Reproduce the records below word for word.

*** Opening Supplied material ***

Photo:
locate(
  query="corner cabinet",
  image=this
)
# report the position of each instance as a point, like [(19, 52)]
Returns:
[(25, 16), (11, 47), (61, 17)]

*** Closing Supplied material ***

* Reply to the exercise
Photo:
locate(
  query="corner cabinet",
  image=this
)
# report the position of each instance as a point, like [(19, 52)]
Returns:
[(25, 16), (11, 47), (61, 17)]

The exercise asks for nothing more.